:: Records to use ::

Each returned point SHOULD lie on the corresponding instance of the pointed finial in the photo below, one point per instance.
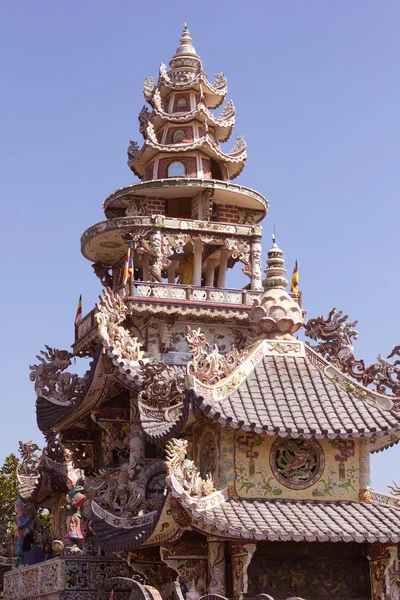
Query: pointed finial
(185, 63)
(275, 271)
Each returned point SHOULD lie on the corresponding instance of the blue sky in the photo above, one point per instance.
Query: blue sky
(316, 89)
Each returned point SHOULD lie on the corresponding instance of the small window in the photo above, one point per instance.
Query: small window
(181, 102)
(176, 169)
(179, 135)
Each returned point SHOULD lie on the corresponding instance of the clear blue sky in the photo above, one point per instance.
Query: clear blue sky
(317, 91)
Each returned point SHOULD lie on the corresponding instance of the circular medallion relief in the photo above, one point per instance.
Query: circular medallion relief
(297, 464)
(208, 456)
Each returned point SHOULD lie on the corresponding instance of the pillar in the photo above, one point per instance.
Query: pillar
(383, 568)
(198, 256)
(145, 267)
(171, 272)
(210, 273)
(216, 566)
(241, 557)
(365, 475)
(256, 264)
(136, 470)
(223, 264)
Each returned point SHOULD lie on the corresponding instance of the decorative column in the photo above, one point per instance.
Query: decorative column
(198, 256)
(136, 471)
(241, 558)
(256, 264)
(365, 475)
(171, 272)
(210, 273)
(157, 261)
(216, 566)
(383, 567)
(223, 264)
(145, 268)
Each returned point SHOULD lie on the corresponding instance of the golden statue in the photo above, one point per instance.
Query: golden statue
(186, 265)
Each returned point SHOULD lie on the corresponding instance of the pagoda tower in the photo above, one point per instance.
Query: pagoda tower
(207, 451)
(187, 221)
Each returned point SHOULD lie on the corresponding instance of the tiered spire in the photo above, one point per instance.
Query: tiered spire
(185, 63)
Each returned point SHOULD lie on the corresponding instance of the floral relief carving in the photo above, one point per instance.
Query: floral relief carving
(210, 367)
(185, 471)
(52, 382)
(297, 464)
(110, 314)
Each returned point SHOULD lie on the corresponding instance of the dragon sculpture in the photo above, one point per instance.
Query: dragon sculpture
(185, 471)
(51, 380)
(162, 385)
(335, 336)
(110, 314)
(210, 367)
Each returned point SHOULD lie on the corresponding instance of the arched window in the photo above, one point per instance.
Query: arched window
(182, 102)
(176, 169)
(179, 135)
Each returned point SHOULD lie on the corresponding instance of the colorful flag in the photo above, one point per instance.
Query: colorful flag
(78, 315)
(128, 270)
(294, 286)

:::

◆ **Task requirements**: Repeat the listing exactly; do not print any picture.

◆ **Solution for this exercise**:
Each returned point SHOULD lie on the corresponding instance of the pointed finial in the photo below, one point per instance.
Query: pointed finial
(185, 63)
(275, 271)
Each returned point SHOULD lie on the corresponding instance of the blue sky in the photo above, one point per instance.
Query: blue sky
(316, 89)
Each returned point SHOULD lie on the corresponding instance of the small window in the photo above, one point per instance.
Query: small window
(181, 102)
(176, 169)
(179, 135)
Each returned point SHOULD lie on the corresponding instance of the clear blue sky in the photo above, one point per instance.
Query: clear blue sky
(317, 91)
Each returned point SHOULD lie on the corresponding instance of the circular medallion relief in the photo above, one point per instance.
Query: circular medallion relief
(297, 464)
(208, 456)
Each returned point SHOULD lie on the corresponding instance of the pillar in the photo above, one point per instance.
Query: pillar
(383, 568)
(198, 256)
(145, 267)
(171, 272)
(210, 273)
(216, 566)
(241, 557)
(365, 475)
(256, 264)
(136, 470)
(223, 264)
Each returned point SHOULD lie on the corresponding instance of the decorative column in the photo above, one point per instance.
Query: decorative column
(198, 256)
(136, 471)
(241, 558)
(256, 264)
(365, 475)
(171, 272)
(210, 273)
(157, 261)
(216, 566)
(383, 567)
(223, 264)
(145, 268)
Each returned point SHOULD lie on the corresponding instance of the golden statue in the photo above, one point per instance.
Query: golden statue
(186, 265)
Each returned point SHOULD lie on the corresponding instance of the pagoda tower in the photo above, one point per instance.
Query: pagoda tower
(207, 451)
(187, 221)
Each returned point SHOULD lie on the corresponding instance of the tiered spire in the photo above, one point per instance.
Query: tiered spire
(185, 63)
Each returned point SHOULD lie on the corresponding instance of the floral relief carving in the photo above, one point per instance.
Query: floral relief carving
(210, 367)
(185, 471)
(52, 382)
(297, 464)
(110, 314)
Each returned point SHOULD lie on the corresponding instance of the dragon sculpture in the photo above, one point per instance.
Query: dragon sculpture
(185, 471)
(51, 380)
(162, 385)
(335, 336)
(110, 314)
(210, 367)
Each returned point SHOULD lie on the corresponding instance of the arched window in the photo above, one point per instance.
Query: arched window
(182, 102)
(176, 169)
(179, 135)
Each returned point SHOULD lie on the corresponding instance of the colorful flag in the photo above, one point per instance.
Query: colorful flag
(78, 315)
(128, 270)
(294, 286)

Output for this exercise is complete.